▶ _OBJETIVO A_:
Enumere todas las filas que contengan la palabra "billboard" y cópielas sin modificarlas.

En consecuencia la figura del profesor, en la actualidad totalmente autoritaria, pasará a ser mucho más cercana a la de un acompañante, un guía, o un consejero, quien camina al lado de su alumno para ayudarle en su crecimiento, pero permite que este sea el que decida en todo momento qué caminos quiere descubrir.

Una persona adulta no es ni mucho menos la que ha cumplido los 18 años, sino la plenamente consciente y responsable sobre todos sus derechos, poniendo los medios necesarios para el desarrollo de todos ellos. Una persona no adulta en cambio es alguien que no conoce sus derechos, o no sabe poner los recursos para alcanzarlos y desarrollarlos. En definitiva, la diferencia entre un niño y un adulto es que el segundo sabe de la importancia de desarrollar sus derechos, mientras que el primero necesita del adulto para comprender su valor.

Libertad

Nuestro derecho a la libertad estará plenamente satisfecho cuando nuestra dignidad (aquello que comemos, aquello que vestimos, aquello que habitamos) no dependa de intereses económicos, si no que surja de nuestras manos y de las manos de aquellos con los que convivimos, a los que tenemos afecto. La libertad es poder decidir con quién colaborar, con quien relacionarse para obtener conocimiento y tecnología, en intercambios donde el único interés sea el humano, sin sombra de interés económico. El dinero es la antítesis de la libertad en cuanto que no nos permite decidir, nuestra libertad se ve limitada desde el momento en que nuestras vidas sentimentales, laborales, profesionales, artísticas, personales, se ven marcadas por este. En la sociedad del dinero la única decisión posible es el propio dinero.

▶ _MATERIAL PROPORCIONADO_:
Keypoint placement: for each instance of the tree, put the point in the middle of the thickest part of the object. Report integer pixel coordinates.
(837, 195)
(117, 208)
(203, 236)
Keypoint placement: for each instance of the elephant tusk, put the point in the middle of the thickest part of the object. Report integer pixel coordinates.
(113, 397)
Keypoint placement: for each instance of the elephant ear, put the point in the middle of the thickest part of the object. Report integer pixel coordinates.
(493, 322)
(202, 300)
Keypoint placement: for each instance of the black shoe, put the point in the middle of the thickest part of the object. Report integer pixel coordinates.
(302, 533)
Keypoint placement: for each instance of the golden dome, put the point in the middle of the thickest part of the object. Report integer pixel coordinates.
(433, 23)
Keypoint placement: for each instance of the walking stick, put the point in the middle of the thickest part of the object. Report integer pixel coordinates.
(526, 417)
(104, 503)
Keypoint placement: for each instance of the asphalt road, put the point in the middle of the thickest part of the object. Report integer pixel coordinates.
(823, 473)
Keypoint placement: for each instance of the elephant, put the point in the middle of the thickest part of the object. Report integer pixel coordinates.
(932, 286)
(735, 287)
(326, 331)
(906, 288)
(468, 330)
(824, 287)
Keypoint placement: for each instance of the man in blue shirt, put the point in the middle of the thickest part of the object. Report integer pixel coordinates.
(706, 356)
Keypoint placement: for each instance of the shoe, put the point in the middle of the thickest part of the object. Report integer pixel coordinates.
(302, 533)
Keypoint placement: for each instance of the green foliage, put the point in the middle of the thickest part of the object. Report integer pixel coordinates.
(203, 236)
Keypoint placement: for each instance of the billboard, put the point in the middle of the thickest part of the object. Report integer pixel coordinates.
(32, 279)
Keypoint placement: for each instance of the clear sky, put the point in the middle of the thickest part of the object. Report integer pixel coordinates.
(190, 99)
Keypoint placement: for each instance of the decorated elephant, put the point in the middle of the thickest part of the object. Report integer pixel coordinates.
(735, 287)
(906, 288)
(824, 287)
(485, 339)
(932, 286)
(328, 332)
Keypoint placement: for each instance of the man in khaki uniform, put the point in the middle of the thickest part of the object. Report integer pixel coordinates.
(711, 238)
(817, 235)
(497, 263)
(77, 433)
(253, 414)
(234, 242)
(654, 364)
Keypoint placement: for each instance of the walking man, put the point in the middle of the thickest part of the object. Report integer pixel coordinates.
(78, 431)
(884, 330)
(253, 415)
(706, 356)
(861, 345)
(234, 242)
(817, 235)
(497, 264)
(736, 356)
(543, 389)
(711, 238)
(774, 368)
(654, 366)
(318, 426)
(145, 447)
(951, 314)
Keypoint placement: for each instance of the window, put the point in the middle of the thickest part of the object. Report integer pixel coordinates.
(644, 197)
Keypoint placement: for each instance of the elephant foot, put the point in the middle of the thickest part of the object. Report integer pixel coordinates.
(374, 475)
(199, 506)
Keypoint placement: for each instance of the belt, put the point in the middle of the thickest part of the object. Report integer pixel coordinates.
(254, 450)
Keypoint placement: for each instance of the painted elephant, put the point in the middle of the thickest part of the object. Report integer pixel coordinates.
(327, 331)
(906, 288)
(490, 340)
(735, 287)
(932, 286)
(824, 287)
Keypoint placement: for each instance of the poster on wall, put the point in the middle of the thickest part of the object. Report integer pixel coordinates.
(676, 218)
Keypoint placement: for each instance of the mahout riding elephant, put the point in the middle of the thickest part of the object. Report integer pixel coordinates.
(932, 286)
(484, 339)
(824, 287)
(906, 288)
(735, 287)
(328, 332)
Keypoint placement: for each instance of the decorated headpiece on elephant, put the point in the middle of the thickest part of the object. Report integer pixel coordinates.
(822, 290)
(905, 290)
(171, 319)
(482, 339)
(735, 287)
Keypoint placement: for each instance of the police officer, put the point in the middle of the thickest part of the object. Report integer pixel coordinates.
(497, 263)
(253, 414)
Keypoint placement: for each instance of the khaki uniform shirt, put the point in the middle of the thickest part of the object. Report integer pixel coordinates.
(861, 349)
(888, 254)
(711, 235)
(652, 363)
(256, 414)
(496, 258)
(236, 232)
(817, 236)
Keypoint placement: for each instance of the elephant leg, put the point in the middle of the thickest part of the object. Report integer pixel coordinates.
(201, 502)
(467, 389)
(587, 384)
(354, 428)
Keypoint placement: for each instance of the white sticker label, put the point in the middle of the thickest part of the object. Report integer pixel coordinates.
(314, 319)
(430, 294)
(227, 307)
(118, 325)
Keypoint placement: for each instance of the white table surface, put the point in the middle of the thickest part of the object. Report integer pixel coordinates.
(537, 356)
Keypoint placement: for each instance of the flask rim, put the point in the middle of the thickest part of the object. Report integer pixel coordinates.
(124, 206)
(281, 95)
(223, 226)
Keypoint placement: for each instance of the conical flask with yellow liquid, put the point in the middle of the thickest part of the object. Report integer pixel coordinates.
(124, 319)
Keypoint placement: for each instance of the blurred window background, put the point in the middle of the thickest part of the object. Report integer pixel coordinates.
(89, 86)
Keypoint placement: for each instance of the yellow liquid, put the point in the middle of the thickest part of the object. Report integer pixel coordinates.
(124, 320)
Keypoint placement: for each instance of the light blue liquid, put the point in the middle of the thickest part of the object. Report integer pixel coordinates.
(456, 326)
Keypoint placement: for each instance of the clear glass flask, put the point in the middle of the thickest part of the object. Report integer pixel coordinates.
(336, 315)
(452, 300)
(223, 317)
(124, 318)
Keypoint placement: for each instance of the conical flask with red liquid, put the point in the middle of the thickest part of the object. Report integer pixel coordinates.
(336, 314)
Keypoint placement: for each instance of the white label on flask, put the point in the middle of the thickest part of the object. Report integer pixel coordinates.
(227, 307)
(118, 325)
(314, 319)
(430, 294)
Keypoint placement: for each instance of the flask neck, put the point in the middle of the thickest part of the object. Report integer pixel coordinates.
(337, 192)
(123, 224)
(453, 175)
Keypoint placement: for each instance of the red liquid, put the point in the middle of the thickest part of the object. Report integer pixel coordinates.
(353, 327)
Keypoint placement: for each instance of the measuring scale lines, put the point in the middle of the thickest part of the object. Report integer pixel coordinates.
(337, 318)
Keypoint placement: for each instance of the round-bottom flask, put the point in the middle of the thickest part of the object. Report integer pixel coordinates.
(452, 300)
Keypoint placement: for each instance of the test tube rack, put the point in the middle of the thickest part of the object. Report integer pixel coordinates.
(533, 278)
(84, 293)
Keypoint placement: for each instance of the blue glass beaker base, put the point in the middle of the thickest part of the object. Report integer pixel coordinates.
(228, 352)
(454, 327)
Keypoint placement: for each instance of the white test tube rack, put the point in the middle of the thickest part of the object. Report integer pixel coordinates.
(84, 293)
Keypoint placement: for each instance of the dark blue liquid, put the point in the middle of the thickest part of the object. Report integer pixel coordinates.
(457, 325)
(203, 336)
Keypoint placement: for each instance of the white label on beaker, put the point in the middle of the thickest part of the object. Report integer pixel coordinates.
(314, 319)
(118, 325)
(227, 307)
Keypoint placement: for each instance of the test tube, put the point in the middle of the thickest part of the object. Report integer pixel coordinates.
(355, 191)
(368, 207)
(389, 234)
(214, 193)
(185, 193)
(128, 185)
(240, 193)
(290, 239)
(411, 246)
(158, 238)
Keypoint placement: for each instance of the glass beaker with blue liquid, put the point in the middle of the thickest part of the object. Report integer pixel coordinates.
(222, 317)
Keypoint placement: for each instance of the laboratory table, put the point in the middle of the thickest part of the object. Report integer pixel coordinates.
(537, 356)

==

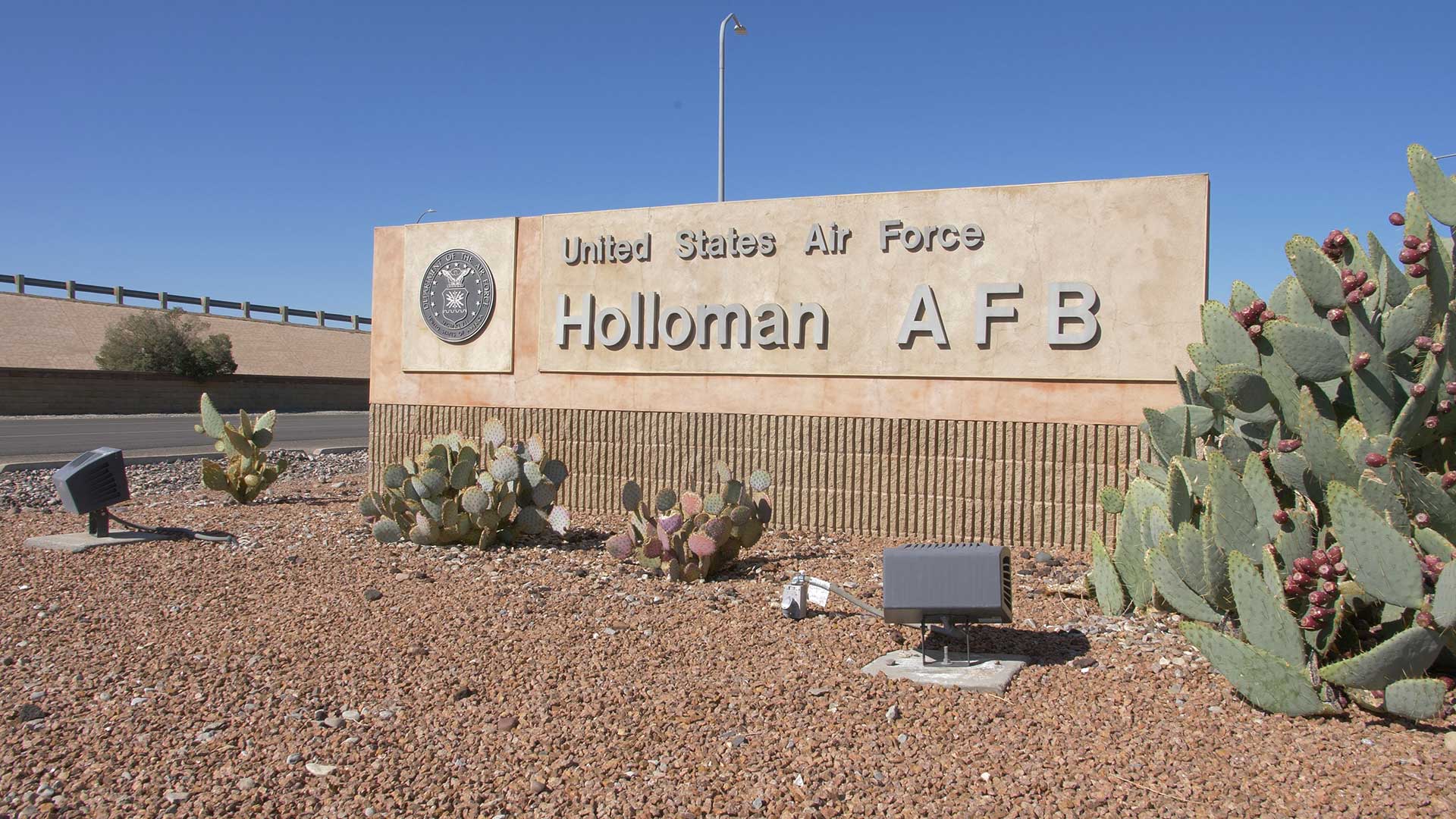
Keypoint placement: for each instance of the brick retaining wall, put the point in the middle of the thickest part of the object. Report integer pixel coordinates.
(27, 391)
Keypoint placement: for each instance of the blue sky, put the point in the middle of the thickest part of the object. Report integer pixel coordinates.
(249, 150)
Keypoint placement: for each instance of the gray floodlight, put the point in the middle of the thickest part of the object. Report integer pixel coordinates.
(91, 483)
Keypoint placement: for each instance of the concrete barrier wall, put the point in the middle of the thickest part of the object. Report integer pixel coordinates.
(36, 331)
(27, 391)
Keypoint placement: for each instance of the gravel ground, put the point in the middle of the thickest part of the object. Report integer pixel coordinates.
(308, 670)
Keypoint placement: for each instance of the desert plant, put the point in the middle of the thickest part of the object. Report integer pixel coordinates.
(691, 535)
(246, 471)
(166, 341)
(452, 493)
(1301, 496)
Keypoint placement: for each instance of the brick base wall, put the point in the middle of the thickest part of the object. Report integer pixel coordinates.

▶ _OBJETIVO B_:
Reproduzca al pie de la letra el fragmento completo sobre la condición adulta y la libertad.

▶ _RESULTADO FINAL A_:
Keypoint placement: for each instance of the billboard, put the point in the middle of the thickest part of the object. Report integer pixel coordinates.

▶ _RESULTADO FINAL B_:
En consecuencia la figura del profesor, en la actualidad totalmente autoritaria, pasará a ser mucho más cercana a la de un acompañante, un guía, o un consejero, quien camina al lado de su alumno para ayudarle en su crecimiento, pero permite que este sea el que decida en todo momento qué caminos quiere descubrir.

Una persona adulta no es ni mucho menos la que ha cumplido los 18 años, sino la plenamente consciente y responsable sobre todos sus derechos, poniendo los medios necesarios para el desarrollo de todos ellos. Una persona no adulta en cambio es alguien que no conoce sus derechos, o no sabe poner los recursos para alcanzarlos y desarrollarlos. En definitiva, la diferencia entre un niño y un adulto es que el segundo sabe de la importancia de desarrollar sus derechos, mientras que el primero necesita del adulto para comprender su valor.

Libertad

Nuestro derecho a la libertad estará plenamente satisfecho cuando nuestra dignidad (aquello que comemos, aquello que vestimos, aquello que habitamos) no dependa de intereses económicos, si no que surja de nuestras manos y de las manos de aquellos con los que convivimos, a los que tenemos afecto. La libertad es poder decidir con quién colaborar, con quien relacionarse para obtener conocimiento y tecnología, en intercambios donde el único interés sea el humano, sin sombra de interés económico. El dinero es la antítesis de la libertad en cuanto que no nos permite decidir, nuestra libertad se ve limitada desde el momento en que nuestras vidas sentimentales, laborales, profesionales, artísticas, personales, se ven marcadas por este. En la sociedad del dinero la única decisión posible es el propio dinero.